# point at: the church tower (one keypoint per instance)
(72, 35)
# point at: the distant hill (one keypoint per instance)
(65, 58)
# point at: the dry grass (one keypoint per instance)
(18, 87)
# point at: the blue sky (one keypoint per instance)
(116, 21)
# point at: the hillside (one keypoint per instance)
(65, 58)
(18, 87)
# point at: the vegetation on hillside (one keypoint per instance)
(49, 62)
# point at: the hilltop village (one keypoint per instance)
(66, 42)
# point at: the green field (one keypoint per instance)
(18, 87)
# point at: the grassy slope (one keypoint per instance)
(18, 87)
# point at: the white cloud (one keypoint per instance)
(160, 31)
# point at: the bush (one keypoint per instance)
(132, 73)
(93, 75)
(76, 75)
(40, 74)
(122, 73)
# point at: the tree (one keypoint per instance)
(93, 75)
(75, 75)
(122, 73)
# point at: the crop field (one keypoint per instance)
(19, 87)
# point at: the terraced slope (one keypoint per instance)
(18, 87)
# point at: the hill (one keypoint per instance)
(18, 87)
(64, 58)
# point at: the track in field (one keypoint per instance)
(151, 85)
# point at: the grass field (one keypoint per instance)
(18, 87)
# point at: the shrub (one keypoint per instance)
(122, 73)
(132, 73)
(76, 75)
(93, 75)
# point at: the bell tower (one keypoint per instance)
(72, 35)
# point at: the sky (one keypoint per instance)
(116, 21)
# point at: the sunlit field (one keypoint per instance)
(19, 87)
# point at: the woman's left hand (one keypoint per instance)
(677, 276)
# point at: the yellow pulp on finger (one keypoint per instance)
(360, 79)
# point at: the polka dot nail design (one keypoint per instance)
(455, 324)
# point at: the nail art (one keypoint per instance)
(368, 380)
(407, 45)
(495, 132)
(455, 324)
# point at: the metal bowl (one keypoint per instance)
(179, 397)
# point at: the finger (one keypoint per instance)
● ● ● ● ●
◆ Exercise ◆
Extract every line from the one containing "# point at: the hill (one" to the end of the entries, including both of those lines, exactly as given and with nothing added.

◆ Final result ◆
# point at: the hill (one keypoint per instance)
(18, 87)
(64, 58)
# point at: the track in field (one keypoint per instance)
(151, 85)
# point at: the grass field (one keypoint per instance)
(18, 87)
# point at: the shrub (one keypoint per instance)
(122, 73)
(132, 73)
(76, 75)
(93, 75)
# point at: the bell tower (one keypoint per instance)
(72, 35)
# point at: the sky (one keypoint per instance)
(116, 21)
# point at: the sunlit field (one keypoint per instance)
(19, 87)
# point at: the woman's left hand (one keypoint per instance)
(677, 276)
# point at: the yellow pulp on finger (one keypoint per instance)
(360, 79)
# point at: the polka dot nail design (one keypoint per instance)
(455, 324)
# point at: the nail art (one keypoint per instance)
(368, 380)
(407, 45)
(495, 132)
(455, 324)
# point at: the metal bowl (one keypoint per instance)
(179, 397)
# point at: the finger (one keypoint per instance)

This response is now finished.